#### [Your task]
Locate every line in the rows below that contains the word "green", and copy each such line in full.

#### [Listing]
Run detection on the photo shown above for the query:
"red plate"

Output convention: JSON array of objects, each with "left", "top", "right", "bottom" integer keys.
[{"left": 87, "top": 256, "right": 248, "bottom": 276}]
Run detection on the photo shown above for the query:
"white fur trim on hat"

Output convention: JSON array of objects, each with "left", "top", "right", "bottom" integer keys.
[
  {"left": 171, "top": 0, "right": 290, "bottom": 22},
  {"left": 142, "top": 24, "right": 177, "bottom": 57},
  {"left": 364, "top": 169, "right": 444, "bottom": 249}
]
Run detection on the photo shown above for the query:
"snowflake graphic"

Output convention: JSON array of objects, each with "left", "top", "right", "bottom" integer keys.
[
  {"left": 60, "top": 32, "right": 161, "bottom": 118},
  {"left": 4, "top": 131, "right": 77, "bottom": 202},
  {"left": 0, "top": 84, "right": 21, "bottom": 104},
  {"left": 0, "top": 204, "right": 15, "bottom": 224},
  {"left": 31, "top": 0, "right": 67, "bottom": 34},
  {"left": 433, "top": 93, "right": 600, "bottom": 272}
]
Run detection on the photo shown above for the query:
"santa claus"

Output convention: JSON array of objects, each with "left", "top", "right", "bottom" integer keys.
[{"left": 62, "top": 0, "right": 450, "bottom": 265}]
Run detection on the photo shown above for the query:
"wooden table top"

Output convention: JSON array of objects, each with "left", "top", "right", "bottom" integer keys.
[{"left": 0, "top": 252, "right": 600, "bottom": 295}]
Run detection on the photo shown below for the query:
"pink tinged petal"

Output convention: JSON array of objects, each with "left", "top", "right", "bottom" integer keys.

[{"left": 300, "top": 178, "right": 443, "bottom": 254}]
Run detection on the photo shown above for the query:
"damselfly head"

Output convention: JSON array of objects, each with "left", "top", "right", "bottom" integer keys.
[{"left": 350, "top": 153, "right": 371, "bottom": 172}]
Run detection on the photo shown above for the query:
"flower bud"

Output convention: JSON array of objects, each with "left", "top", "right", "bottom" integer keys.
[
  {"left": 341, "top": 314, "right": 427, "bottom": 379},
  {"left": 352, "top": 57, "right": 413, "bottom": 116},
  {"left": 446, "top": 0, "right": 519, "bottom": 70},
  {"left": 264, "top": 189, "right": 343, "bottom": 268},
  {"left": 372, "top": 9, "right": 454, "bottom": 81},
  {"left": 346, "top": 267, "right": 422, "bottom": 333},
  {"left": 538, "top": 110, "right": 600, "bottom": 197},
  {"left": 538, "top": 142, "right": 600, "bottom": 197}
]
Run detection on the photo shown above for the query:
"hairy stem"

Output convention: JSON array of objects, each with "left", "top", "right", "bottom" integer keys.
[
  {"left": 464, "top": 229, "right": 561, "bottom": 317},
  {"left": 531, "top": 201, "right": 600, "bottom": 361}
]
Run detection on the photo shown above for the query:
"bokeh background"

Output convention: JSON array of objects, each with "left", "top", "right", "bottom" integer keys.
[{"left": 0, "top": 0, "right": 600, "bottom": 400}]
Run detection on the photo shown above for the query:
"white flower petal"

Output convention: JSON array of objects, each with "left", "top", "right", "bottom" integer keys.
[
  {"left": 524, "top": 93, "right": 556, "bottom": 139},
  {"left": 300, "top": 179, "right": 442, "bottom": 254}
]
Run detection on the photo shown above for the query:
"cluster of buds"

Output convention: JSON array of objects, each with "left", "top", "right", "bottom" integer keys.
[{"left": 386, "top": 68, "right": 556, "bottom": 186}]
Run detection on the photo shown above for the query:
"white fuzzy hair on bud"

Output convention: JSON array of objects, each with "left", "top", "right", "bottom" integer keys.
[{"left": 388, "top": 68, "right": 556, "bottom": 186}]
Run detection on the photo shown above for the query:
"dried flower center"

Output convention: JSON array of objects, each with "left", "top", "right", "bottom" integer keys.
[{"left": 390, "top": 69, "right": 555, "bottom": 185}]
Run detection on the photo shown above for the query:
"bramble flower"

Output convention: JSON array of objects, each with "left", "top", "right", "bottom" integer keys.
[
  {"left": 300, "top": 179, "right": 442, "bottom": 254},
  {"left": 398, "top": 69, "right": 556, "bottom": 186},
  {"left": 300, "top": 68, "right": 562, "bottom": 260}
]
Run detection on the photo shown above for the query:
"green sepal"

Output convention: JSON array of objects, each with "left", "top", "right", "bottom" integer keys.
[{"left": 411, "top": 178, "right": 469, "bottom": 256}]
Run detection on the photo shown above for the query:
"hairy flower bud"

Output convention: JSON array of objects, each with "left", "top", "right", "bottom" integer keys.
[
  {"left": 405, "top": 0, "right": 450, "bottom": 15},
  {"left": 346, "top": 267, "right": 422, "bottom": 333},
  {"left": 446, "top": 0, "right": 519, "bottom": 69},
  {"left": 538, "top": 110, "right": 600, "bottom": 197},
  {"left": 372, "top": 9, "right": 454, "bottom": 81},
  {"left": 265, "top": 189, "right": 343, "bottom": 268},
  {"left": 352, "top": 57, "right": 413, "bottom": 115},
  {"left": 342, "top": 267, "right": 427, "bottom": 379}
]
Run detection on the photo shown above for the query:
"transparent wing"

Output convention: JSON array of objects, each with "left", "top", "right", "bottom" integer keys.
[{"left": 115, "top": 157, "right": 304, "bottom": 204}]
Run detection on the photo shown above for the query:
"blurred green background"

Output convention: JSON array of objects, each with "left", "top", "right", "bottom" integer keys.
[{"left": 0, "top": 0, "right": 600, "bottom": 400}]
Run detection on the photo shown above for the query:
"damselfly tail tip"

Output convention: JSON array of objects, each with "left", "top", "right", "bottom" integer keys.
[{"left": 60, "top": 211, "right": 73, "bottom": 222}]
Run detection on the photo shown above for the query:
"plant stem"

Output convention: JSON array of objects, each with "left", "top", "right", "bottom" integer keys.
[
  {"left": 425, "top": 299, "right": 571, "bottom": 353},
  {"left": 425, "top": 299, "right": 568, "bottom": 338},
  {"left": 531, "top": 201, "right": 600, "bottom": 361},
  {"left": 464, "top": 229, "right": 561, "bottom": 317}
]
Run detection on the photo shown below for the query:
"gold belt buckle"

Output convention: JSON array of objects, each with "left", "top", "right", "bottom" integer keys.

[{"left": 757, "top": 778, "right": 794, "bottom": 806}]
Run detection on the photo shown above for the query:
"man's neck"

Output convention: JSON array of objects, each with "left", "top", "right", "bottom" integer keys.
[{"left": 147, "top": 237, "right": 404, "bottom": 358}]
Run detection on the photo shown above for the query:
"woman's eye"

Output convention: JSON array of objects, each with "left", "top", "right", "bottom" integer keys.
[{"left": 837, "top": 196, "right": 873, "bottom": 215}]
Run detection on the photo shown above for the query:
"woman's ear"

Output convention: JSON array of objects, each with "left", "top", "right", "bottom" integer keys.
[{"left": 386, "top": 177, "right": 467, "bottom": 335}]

#### [Problem solution]
"green sepal"
"blurred green background"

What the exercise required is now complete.